#### EXCERPTED PASSAGE:
──────

# Stanley 151 cap screw size



## mavawreck (Nov 26, 2011)

Anyone happen to know the size and thread pitch of the thumb screw on a Stanley 151 spokeshave cap?


----------



## tc65 (Jan 9, 2012)

I don't know the size and pitch of the thumb screw, but I do have this link from a Lumberjock's thread that has information on size/pitch for Stanley/Record bench planes. It might give you a clue as to what is the thread for your missing thumbscrew. 

There are a couple of links in that thread with lots of info on thread/pitch sizes used and the different standards. 

If you can't find a fit with a standard bolt, you might try using some of the screws/bolts from bench planes you have to determine if one of them fits. If one of them does, you could then at least find out the size of it and maybe cobble something together from spare parts.

St. James Bay Tool Co. does have a selection of Stanley reproduction replacement parts available, so you also might try contacting them and see if they could help you.


----------



## Billy De (Jul 19, 2009)

Take a look at the link, 60 cents new:thumbsup:.

http://www.stanleytoolparts.com/planes-scrapers-spokeshaves-12-151.html

Just re read your post looks like it might be the wrong screw.
I can remember buying a repair kit for a 151 some time ago, I think I could have bought a 151 off e-bay cheaper.


----------

──────

#### DATA SEGMENT:
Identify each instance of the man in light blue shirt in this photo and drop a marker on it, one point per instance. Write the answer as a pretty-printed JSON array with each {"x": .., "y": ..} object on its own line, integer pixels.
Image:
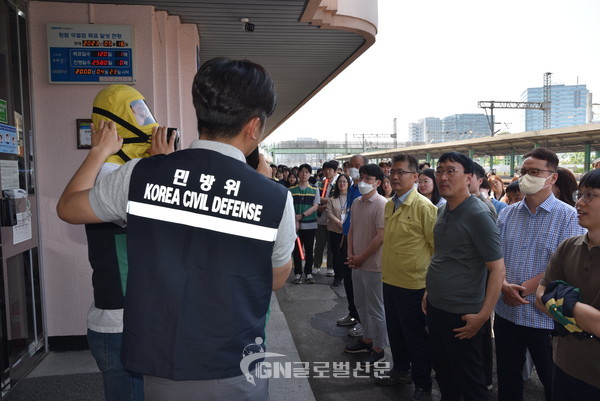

──────

Answer these from the Stanley 151 thread:
1. In the opening post, what tool's cap has the thumb screw in question?
2. Which company does tc65 say offers Stanley reproduction replacement parts?
3. What price does Billy De give for the part at the linked page?

1. A Stanley 151 spokeshave.
2. St. James Bay Tool Co.
3. 60 cents new.